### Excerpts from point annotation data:

_ _ _ _ _ _ _

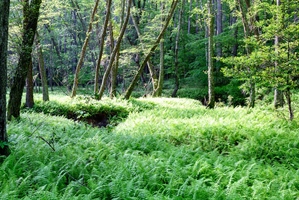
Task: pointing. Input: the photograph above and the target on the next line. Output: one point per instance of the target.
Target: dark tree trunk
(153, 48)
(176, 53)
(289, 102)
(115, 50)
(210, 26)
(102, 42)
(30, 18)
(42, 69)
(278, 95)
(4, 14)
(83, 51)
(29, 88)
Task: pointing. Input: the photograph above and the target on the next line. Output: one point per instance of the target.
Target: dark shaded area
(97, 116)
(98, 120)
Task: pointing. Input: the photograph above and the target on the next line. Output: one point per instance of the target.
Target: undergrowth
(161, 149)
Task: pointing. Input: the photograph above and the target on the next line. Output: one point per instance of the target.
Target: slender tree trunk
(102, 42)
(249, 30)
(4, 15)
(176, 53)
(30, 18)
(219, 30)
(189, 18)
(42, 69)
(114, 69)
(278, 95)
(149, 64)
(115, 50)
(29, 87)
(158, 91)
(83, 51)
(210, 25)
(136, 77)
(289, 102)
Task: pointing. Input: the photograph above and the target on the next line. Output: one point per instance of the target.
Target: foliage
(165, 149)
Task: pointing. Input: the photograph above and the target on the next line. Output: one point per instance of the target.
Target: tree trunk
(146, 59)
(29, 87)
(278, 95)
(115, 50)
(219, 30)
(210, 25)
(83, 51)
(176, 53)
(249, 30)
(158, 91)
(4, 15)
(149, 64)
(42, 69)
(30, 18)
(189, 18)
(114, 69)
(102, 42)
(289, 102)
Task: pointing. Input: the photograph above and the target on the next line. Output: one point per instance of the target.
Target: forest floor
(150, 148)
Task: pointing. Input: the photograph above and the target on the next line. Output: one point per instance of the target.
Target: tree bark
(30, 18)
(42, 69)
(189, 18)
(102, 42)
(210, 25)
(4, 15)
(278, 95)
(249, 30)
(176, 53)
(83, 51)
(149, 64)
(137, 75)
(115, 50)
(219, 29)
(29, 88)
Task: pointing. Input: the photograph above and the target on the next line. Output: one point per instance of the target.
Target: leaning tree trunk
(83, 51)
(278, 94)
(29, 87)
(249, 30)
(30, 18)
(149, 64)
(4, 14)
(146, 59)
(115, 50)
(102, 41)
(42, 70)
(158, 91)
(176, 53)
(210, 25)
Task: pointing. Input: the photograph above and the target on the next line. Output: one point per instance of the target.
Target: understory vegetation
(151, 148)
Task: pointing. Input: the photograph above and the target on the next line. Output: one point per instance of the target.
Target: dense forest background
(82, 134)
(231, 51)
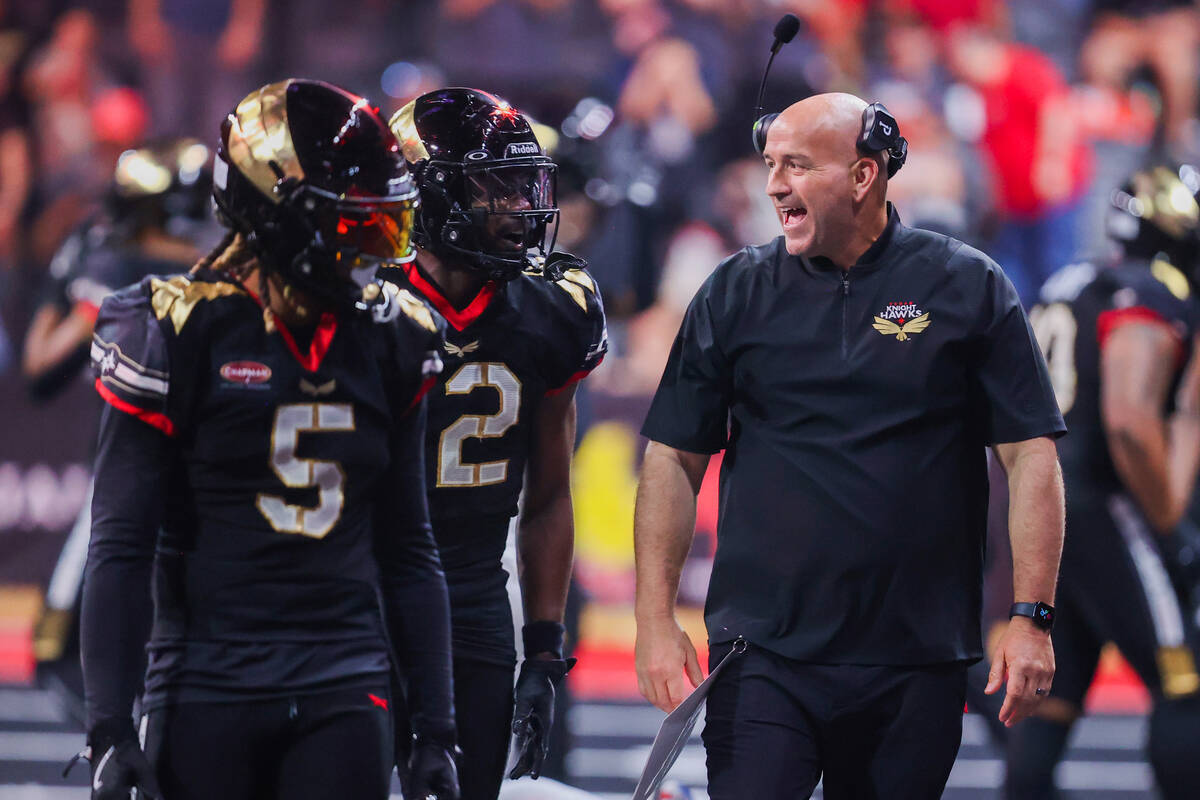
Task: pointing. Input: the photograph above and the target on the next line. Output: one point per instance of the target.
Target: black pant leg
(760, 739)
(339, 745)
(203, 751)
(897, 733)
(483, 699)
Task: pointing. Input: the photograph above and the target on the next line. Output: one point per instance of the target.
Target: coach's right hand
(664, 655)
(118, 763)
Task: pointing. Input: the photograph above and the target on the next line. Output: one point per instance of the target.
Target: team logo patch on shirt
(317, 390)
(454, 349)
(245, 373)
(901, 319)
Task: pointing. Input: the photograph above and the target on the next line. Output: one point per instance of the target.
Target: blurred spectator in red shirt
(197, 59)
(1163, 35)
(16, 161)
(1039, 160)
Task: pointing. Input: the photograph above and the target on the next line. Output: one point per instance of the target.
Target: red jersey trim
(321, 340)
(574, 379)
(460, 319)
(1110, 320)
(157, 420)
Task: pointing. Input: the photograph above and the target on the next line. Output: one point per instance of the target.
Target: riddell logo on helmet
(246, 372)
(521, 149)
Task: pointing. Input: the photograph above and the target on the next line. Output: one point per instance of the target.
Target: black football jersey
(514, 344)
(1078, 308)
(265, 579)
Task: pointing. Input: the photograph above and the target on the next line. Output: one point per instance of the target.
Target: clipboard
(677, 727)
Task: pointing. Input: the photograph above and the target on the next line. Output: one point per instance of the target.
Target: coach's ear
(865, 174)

_ _ _ _ _ _ _

### Description of the task:
Reproduce each entry verbatim, excluding any embedded images.

### Worked answer:
Task: pointing. Input: the photograph above and the target on the next line. Output: one point per instance of the target.
Target: dark tree trunk
(153, 48)
(176, 53)
(289, 102)
(115, 50)
(210, 26)
(102, 42)
(30, 18)
(42, 69)
(278, 95)
(4, 14)
(83, 51)
(29, 88)
Task: pointing. Input: the photograph above and the target on the next line. Output: one point per instance of the target.
Target: dark shaded area
(97, 116)
(98, 120)
Task: pointing. Input: the photograph above and the target on the next line. Output: one point per instance of the target.
Target: undergrowth
(161, 149)
Task: pointing. Input: the photograph above and the target on the next line. Output: one point per instance of the target.
Target: slender tree trunk
(102, 42)
(249, 30)
(4, 15)
(176, 53)
(30, 18)
(219, 30)
(189, 18)
(42, 69)
(114, 69)
(278, 95)
(149, 64)
(115, 50)
(29, 87)
(158, 91)
(83, 51)
(210, 25)
(136, 77)
(289, 102)
Task: pointing. Input: the photograph above and the target on the next line. Output: one point per instance of the target.
Target: foliage
(165, 149)
Task: pointing. Input: the photograph above and the target on the next line. Output: one point per instance of the target.
Target: tree trunk
(146, 59)
(29, 87)
(278, 95)
(115, 50)
(219, 30)
(210, 25)
(83, 51)
(176, 53)
(249, 30)
(158, 91)
(4, 15)
(149, 64)
(42, 69)
(30, 18)
(189, 18)
(114, 69)
(102, 42)
(289, 102)
Task: pointing. Input: the photograph above and the target on the next line. Output: one point per instance of the target.
Target: forest floor
(150, 148)
Task: pointing. Input: the photograph above and the target on the next line. Output: one point per instance of the target.
Target: tree bark
(30, 18)
(42, 69)
(189, 18)
(102, 42)
(210, 25)
(4, 15)
(278, 95)
(249, 30)
(176, 53)
(83, 51)
(149, 64)
(137, 75)
(115, 50)
(219, 29)
(29, 88)
Task: pointing. Input: the photograph above and the target on the next line. Output: one point per instance of the target.
Target: leaning tree trunk
(83, 51)
(278, 94)
(29, 87)
(249, 30)
(30, 18)
(149, 64)
(4, 14)
(146, 59)
(115, 50)
(102, 41)
(42, 70)
(158, 91)
(176, 53)
(210, 25)
Task: pointing. Input: the photograph above and the target on the next line. Output: one point per instance of the target.
Target: understory vegetation
(151, 148)
Task: pointing. Input: the photograph above and the target on the next line. Output: one point per instance of the target.
Target: dense forest background
(82, 134)
(231, 51)
Task: pointing. Input: the photograph above and the target on the next line. Output: one point per instance of the target.
Target: black pant leg
(760, 739)
(339, 745)
(203, 751)
(897, 733)
(483, 699)
Task: pointing. Input: the photograph above and the target on the next line. Output: one point per instance of the target.
Target: coach's right hand
(664, 655)
(118, 763)
Task: pointing. Input: the photograph above and the target on the next line. Output: one point per instance of the target.
Target: team logo patch on shirt
(317, 390)
(454, 349)
(245, 373)
(901, 319)
Task: pointing. Input: the photograph above and the target on the next line. Output: one point per instance of the target.
Target: blurred spectator in red shirt
(197, 59)
(1163, 35)
(16, 161)
(1039, 160)
Task: pointing. Input: the photograph above and the target on the next line. Output: one point per instance of the target.
Target: red jersey trim
(321, 340)
(574, 379)
(460, 319)
(1110, 320)
(157, 420)
Task: pointing. Input: the photograph above and the target on the next line. Output: one point per instance of the target.
Target: riddell logo on helmet
(246, 372)
(521, 149)
Task: pointing. Input: the photograph above and the target on the next line. Output: one point per instance of the target.
Target: black football jersey
(514, 344)
(1078, 308)
(265, 579)
Task: pointing. Input: the photograph above and the target on the next line. Output: one point per instance of the target.
Target: clipboard
(677, 727)
Task: pointing. Input: the photograph above and the target on the next line. Output: one point per instance of the target.
Target: coach's ear
(865, 174)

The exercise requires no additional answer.